DA SVOLGERE:
[A] Riduci a un elenco puntato il paragrafo del brano sulla tutela possessoria che comincia con «Tale norma prevede», conservandone i fatti principali.
[B] Traduci in inglese questa frase del brano sulla tutela possessoria: «La tutela possessoria accordata dal Pretore con la sentenza n. 63/86 atteneva, invero, essenzialmente, all’uso del bene, specie in taluni periodi dell’anno, per finalità religiose, ma non accordava al possessore alcun diritto reale o obbligatorio rispetto al bene di cui si discute; con la conseguenza che nei confronti di detto possessore non era configurabile una posizione legittimante la richiesta del titolo edificatorio ai sensi dell’art. 4 della legge n. 10 del 28 gennaio 1977.»
[C] Ricopia dal brano sulla tutela possessoria il tratto che parte da "Tale norma prevede, infatti, che" e prosegue fino a "di analogo titolo.".

La tutela possessoria accordata dal Pretore con la sentenza n. 63/86 atteneva, invero, essenzialmente, all’uso del bene, specie in taluni periodi dell’anno, per finalità religiose, ma non accordava al possessore alcun diritto reale o obbligatorio rispetto al bene di cui si discute; con la conseguenza che nei confronti di detto possessore non era configurabile una posizione legittimante la richiesta del titolo edificatorio ai sensi dell’art. 4 della legge n. 10 del 28 gennaio 1977.
Tale norma prevede, infatti, che “la concessione è data dal sindaco al proprietario dell’area o a chi abbia titolo per richiederla”; ma deve trattarsi di un titolo fondato su un diritto reale, anche di servitù, o almeno su un diritto obbligatorio (es., locazione), che accordi al richiedente disponibilità del bene immobile e la potestà edificatoria, mentre una semplice relazione di fatto, ancorché tutelata, quale quella legata al possesso  nella specie riconosciuto, non appare tale da conferire il diritto a vedersi rilasciato il titolo concessorio o, come nella specie, quello autorizzatorio; tantopiù che nella specie le potestà che si riconnettono al rilascio del contestato titolo edificatorio si scontrano con la volontà del legittimo proprietario dei beni di cui si tratta, pure richiedente il rilascio di analogo titolo.

Esempi di etichettatura di punti
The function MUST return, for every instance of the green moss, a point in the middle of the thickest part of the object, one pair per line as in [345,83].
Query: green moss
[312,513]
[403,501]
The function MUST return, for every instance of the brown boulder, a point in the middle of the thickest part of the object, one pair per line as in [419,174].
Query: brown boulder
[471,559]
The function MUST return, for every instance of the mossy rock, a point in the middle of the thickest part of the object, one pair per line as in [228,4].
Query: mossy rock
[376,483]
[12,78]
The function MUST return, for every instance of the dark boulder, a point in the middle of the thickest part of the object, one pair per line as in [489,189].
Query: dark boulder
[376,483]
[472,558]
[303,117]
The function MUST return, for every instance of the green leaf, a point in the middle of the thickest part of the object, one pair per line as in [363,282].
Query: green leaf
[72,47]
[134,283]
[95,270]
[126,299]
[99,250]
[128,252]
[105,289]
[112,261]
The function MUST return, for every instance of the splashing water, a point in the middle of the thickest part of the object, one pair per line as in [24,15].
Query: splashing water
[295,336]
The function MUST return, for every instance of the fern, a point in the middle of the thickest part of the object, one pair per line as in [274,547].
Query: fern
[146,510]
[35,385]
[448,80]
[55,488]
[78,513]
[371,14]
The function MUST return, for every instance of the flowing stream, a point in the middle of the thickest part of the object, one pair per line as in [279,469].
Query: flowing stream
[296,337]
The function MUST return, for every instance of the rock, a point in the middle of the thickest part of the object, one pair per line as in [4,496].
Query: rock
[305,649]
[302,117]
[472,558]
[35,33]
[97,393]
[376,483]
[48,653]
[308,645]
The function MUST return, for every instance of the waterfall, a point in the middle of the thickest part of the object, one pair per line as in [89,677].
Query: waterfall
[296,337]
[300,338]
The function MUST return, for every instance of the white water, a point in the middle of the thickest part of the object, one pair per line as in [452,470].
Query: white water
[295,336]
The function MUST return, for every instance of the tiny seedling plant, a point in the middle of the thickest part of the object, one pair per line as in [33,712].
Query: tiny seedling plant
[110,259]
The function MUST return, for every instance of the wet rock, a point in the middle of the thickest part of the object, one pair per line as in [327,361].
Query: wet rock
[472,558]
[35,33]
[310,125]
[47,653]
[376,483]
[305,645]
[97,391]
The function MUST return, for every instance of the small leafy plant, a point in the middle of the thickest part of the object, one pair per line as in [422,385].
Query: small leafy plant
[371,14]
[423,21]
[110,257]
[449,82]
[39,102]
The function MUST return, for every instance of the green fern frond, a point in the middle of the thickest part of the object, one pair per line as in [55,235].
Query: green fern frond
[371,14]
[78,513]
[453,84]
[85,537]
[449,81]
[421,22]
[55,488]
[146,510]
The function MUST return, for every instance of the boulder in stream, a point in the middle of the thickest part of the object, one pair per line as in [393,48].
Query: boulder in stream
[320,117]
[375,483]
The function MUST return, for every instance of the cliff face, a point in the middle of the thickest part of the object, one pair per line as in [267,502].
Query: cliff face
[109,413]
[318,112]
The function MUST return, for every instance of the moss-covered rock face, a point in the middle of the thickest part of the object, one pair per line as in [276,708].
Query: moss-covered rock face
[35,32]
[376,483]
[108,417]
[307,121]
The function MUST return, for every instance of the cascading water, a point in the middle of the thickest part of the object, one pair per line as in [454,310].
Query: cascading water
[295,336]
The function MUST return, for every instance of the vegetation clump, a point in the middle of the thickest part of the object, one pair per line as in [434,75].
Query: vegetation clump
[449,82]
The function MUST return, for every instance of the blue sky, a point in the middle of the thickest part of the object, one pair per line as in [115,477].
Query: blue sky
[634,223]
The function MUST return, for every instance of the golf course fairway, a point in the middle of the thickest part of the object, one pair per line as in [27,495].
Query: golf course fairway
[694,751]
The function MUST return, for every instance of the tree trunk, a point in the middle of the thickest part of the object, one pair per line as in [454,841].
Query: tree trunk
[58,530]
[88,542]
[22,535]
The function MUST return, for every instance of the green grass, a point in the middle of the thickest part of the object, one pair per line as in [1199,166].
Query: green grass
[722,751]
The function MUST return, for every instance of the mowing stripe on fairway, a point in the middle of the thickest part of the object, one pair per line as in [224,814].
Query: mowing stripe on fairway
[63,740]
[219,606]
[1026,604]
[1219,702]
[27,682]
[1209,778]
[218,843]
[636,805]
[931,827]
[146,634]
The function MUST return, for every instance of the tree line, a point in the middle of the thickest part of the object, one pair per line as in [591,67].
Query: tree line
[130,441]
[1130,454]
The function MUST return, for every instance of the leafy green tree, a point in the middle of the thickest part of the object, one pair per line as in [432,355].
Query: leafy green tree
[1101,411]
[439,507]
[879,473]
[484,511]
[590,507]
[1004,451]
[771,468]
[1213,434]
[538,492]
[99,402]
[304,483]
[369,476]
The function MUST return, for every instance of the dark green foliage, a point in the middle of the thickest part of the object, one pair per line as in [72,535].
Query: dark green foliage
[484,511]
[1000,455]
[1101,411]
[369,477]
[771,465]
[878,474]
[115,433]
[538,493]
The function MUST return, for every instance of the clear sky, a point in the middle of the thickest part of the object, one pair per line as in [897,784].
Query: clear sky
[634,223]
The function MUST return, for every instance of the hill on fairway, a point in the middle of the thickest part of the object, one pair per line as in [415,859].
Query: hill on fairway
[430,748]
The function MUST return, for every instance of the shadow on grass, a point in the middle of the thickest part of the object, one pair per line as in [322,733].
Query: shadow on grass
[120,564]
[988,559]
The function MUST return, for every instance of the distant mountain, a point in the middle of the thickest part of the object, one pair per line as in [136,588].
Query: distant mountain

SOLUZIONI PER COMPITO:
[A]
- La norma stabilisce che la concessione è data dal sindaco al proprietario dell'area o a chi abbia titolo per richiederla.
- Il titolo deve fondarsi su un diritto reale, anche di servitù, o almeno su un diritto obbligatorio (ad esempio la locazione). Tale diritto deve attribuire al richiedente la disponibilità dell'immobile e la potestà edificatoria.
- Una semplice relazione di fatto, anche se tutelata, come il possesso riconosciuto nella specie, non conferisce il diritto al rilascio del titolo concessorio o autorizzatorio.
- Nella specie, le potestà legate al titolo contestato contrastano inoltre con la volontà del legittimo proprietario dei beni, che ha chiesto anch'egli un titolo analogo.

[B] The possessory protection granted by the Pretore in judgment no. 63/86 concerned, in fact, essentially the use of the property, especially during certain periods of the year, for religious purposes, but did not grant the possessor any real or obligatory right over the property in question. As a consequence, that possessor could not be regarded as holding a position entitling them to request the building permit under Article 4 of Law no. 10 of January 28, 1977.

[C]
Tale norma prevede, infatti, che “la concessione è data dal sindaco al proprietario dell’area o a chi abbia titolo per richiederla”; ma deve trattarsi di un titolo fondato su un diritto reale, anche di servitù, o almeno su un diritto obbligatorio (es., locazione), che accordi al richiedente disponibilità del bene immobile e la potestà edificatoria, mentre una semplice relazione di fatto, ancorché tutelata, quale quella legata al possesso  nella specie riconosciuto, non appare tale da conferire il diritto a vedersi rilasciato il titolo concessorio o, come nella specie, quello autorizzatorio; tantopiù che nella specie le potestà che si riconnettono al rilascio del contestato titolo edificatorio si scontrano con la volontà del legittimo proprietario dei beni di cui si tratta, pure richiedente il rilascio di analogo titolo.